##### Data rows #####
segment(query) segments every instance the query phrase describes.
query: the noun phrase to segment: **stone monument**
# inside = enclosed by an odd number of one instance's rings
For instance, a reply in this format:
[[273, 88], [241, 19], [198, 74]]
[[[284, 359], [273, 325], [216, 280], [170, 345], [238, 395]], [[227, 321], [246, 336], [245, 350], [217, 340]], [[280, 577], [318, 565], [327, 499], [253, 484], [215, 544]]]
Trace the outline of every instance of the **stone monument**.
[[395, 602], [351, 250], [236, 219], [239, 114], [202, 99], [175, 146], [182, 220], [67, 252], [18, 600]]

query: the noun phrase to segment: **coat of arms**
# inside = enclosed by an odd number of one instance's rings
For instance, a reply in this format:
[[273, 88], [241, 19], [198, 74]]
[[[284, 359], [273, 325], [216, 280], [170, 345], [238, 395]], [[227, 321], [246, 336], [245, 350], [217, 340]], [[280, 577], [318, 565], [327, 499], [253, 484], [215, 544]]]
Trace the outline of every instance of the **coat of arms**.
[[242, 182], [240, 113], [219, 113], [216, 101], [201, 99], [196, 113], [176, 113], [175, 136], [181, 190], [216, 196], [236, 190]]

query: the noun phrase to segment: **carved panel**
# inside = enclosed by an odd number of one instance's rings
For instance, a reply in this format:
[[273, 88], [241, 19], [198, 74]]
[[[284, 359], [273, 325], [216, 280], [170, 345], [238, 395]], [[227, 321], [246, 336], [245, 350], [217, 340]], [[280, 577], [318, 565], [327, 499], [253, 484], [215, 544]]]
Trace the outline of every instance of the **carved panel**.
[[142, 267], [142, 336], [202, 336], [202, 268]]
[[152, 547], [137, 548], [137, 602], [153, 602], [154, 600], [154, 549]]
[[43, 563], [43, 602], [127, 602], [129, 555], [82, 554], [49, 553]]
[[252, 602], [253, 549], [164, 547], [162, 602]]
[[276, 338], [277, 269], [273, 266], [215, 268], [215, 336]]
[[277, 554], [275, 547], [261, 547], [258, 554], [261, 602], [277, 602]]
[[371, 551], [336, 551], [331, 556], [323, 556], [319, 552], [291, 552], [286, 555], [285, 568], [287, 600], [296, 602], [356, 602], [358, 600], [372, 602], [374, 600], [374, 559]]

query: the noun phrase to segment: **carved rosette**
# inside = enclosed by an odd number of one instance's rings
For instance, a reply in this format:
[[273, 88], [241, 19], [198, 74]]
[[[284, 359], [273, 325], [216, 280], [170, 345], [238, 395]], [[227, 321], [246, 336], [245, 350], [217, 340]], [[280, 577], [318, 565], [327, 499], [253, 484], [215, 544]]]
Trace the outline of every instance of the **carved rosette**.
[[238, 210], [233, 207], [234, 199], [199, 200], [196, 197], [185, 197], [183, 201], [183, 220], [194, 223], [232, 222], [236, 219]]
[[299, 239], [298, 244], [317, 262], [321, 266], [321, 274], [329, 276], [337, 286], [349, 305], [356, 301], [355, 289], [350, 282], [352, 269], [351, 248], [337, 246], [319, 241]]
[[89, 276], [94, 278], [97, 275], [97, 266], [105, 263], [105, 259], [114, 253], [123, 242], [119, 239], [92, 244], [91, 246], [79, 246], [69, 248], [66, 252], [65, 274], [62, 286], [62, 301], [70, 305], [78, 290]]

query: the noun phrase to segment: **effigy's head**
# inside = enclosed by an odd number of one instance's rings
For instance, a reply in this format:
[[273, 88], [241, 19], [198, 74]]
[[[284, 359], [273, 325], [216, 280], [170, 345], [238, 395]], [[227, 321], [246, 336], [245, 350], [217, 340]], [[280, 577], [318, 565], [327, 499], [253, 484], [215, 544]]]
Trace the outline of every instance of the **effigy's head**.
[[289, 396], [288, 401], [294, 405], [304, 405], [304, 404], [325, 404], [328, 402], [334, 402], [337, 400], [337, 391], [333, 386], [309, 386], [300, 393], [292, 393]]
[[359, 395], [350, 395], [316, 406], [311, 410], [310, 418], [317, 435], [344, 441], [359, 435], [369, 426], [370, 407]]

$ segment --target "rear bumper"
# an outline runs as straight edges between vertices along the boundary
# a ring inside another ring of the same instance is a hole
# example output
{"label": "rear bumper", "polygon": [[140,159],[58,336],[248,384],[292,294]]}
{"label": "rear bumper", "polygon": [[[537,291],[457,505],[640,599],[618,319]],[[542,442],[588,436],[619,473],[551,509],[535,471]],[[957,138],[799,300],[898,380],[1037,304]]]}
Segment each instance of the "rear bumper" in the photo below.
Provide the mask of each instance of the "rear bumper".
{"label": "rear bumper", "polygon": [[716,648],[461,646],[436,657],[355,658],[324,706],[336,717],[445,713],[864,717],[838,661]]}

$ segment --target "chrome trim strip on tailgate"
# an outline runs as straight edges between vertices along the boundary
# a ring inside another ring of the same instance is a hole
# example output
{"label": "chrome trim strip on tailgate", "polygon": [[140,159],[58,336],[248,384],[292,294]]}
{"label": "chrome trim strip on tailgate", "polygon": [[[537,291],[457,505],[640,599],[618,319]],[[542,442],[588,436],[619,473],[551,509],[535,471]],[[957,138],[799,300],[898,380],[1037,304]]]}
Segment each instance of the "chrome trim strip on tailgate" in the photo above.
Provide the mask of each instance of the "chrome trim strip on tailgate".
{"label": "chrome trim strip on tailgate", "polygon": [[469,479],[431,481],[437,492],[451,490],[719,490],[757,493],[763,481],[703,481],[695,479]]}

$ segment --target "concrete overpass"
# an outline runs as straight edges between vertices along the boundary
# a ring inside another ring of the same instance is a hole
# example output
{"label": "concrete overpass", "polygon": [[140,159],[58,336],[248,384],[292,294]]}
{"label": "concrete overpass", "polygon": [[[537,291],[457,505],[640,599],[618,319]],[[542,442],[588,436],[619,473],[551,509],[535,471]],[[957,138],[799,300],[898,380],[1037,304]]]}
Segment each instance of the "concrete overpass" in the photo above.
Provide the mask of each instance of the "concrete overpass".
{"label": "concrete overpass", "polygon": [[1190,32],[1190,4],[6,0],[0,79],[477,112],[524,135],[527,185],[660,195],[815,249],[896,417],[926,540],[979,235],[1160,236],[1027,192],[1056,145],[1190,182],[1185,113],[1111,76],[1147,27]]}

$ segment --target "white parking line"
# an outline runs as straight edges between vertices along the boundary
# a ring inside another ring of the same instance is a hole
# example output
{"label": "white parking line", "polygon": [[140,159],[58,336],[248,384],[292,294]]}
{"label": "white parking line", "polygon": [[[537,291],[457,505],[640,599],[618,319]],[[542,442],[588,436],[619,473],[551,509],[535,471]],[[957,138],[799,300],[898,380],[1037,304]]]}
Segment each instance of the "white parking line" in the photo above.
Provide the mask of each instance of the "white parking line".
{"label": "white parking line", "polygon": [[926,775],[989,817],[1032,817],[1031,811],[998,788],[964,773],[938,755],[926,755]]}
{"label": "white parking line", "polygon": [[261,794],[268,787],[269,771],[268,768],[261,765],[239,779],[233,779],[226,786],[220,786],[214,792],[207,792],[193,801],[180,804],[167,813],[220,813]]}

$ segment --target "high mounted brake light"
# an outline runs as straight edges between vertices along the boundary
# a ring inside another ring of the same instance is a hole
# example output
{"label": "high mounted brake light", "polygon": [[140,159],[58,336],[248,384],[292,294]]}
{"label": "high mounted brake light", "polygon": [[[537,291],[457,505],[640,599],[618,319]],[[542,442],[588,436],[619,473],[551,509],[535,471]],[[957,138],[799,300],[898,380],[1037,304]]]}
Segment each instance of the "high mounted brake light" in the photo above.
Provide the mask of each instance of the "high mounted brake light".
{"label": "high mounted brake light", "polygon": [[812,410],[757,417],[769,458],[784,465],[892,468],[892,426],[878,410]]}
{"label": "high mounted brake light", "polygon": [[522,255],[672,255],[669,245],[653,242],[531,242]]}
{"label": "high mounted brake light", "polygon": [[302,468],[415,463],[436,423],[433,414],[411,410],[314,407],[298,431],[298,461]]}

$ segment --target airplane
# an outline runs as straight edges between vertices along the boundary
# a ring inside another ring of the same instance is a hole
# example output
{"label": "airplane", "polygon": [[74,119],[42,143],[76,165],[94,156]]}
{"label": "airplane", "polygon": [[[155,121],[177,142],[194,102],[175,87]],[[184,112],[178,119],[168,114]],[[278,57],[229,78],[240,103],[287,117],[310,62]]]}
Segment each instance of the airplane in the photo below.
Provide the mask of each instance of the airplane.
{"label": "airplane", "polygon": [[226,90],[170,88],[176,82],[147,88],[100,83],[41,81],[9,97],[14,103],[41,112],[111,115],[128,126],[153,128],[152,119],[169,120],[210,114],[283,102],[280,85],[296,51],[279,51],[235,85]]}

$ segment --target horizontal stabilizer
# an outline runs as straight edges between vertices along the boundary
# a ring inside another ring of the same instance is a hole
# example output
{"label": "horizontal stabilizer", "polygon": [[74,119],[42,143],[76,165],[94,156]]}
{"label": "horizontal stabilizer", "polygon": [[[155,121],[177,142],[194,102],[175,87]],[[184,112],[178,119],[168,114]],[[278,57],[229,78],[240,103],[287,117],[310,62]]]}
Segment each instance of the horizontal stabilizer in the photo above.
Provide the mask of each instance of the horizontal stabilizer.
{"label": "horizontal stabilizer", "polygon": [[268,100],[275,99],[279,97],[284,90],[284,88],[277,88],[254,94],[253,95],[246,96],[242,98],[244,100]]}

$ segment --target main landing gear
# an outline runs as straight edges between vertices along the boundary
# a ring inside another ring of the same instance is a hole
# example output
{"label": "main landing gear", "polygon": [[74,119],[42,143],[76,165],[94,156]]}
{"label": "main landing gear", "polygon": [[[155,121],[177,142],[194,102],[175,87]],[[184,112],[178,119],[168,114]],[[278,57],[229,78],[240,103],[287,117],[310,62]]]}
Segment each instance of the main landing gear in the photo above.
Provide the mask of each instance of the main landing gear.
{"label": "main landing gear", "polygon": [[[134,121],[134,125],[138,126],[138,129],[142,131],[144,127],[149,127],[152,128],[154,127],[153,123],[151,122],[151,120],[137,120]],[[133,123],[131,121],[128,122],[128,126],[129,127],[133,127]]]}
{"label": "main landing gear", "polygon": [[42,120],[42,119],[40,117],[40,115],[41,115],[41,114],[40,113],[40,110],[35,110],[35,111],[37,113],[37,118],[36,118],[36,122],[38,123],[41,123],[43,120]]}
#####
● **Work to be completed**
Repeat, character for character, the lines from the one that holds "--target horizontal stabilizer" to the final line of the material, inclusive, and no other lines.

● **Solution to this task**
$ segment --target horizontal stabilizer
# an outline runs as straight edges between vertices along the boundary
# a ring inside another ring of the same instance is a hole
# example output
{"label": "horizontal stabilizer", "polygon": [[74,119],[42,143],[76,165],[94,156]]}
{"label": "horizontal stabilizer", "polygon": [[[155,121],[177,142],[194,102],[175,87]],[[184,112],[178,119],[168,114]],[[278,57],[229,78],[240,103],[287,117],[310,62]]]}
Segment each instance of the horizontal stabilizer in the photo above.
Provide the mask of each instance of the horizontal stabilizer.
{"label": "horizontal stabilizer", "polygon": [[268,100],[275,99],[279,97],[284,90],[284,88],[277,88],[254,94],[253,95],[246,96],[242,98],[244,100]]}

$ segment --target main landing gear
# an outline runs as straight edges between vertices along the boundary
# a ring inside another ring of the same instance is a hole
# example output
{"label": "main landing gear", "polygon": [[74,119],[42,143],[76,165],[94,156]]}
{"label": "main landing gear", "polygon": [[[155,121],[177,142],[194,102],[175,87]],[[184,112],[178,119],[168,114]],[[278,57],[229,78],[240,103],[287,117],[310,62]]]}
Segment each instance of the main landing gear in the photo above.
Provide the mask of each instance of the main landing gear.
{"label": "main landing gear", "polygon": [[[134,121],[134,125],[138,126],[138,129],[142,131],[144,127],[149,127],[152,128],[154,127],[153,123],[151,122],[151,120],[137,120]],[[133,123],[131,121],[128,122],[128,126],[129,127],[133,127]]]}
{"label": "main landing gear", "polygon": [[42,120],[42,119],[40,117],[40,115],[41,115],[41,114],[40,113],[40,110],[35,110],[35,111],[37,113],[37,118],[36,118],[36,122],[38,123],[41,123],[43,120]]}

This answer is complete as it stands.